### PAGE EXTRACT:
* begin *

In the same age group, 11.5 percent report engaging in binge drinking - 
having five or more drinks at one time - and 8 percent reported using 
marijuana in the past month. That average ranks Maine in the middle of the 
states, Sanchez-Way said.

Johnson said the problem may be even more serious than those numbers 
suggest, because the age group is so broad. If the survey had been 
conducted for only 16- and 17-year-olds, the percentage would be much 
higher, she said.

Maine was chosen in the competitive grant process because it has an 
established network of state and non-profit agencies in place to distribute 
the money. Nine states were selected this year and 35 states plus Puerto 
Rico and Washington, D.C., have received funding over the last four years.

Starting next year, the state will begin funding programs that target the 
early use of cigarettes, marijuana, alcohol in general and binge drinking. 
The federal funds will be used to pay for grants to 30 projects throughout 
the state, paying about $80,000 a year for three years to each program.

There is no specific design for the programs, but they must use proven 
techniques. "There are categories of things that we know work," Johnson said.

Successful initiatives include mentoring programs, parenting education and 
strategies to reduce drug availability.

A national model is the Across Ages program, which matches children with 
retired people who are willing to serve as mentors. Parents receive 
training in talking with their children, and teachers are also trained to 
reinforce what the children are learning outside of school.

The model is based on research which shows that a teen-ager who has a 
strong connection with an adult is less likely to get involved with drugs 
or alcohol abuse at an early age. The adult can be a parent, a teacher, or 
an adult friend.

Other programs work to change attitudes about drug use, such as teaching 
people throughout a community that drinking or drug use is not a normal 
part of adolescent life, Johnson said.

New programs may be targeted to reach people in the Native American 
community, or gay and lesbian students, which have higher rates of 
substance abuse than the general population, Johnson said.

Prevention programs like these are the only way to reduce the need for drug 
abuse services, Sanchez-Way said. Because of demographic trends, the 
12-to-17 age group will be much larger than it is now in seven years, and 
if drug-use rates stay level, the population of drug users would also explode.

"We can treat forever, but we're never going to make a dent in the problem 
if we don't make progress on prevention," she said.

* end *

[Records of labeled points]
* begin *

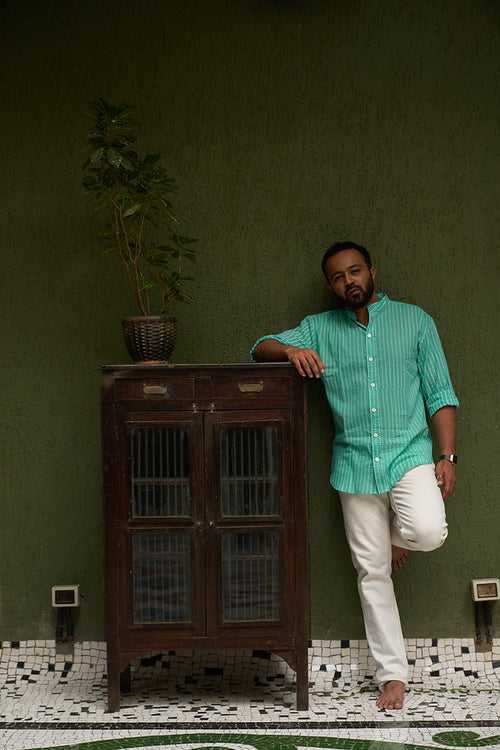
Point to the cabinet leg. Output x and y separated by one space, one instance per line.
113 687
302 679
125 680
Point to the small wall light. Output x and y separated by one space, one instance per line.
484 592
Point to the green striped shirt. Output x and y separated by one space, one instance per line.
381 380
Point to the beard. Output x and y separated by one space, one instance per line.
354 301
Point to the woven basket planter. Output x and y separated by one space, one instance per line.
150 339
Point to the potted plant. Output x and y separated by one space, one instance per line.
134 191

* end *
* begin *

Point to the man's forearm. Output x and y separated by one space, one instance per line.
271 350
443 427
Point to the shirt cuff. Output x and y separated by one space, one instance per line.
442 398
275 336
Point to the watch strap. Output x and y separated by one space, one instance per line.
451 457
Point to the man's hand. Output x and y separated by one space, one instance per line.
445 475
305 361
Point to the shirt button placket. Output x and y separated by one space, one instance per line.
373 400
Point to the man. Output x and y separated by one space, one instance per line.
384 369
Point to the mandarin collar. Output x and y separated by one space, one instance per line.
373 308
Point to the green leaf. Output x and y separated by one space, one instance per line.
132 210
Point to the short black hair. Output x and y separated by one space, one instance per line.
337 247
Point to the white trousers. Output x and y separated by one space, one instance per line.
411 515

* end *
* begin *

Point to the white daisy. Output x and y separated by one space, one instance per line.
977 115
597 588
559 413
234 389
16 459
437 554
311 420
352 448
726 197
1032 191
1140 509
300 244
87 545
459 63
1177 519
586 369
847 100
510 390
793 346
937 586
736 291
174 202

* end *

In the news story on Maine's youth drug prevention funding, how much money will each of the 30 projects get per year?

### THE OUTPUT:
About $80,000 a year, for three years.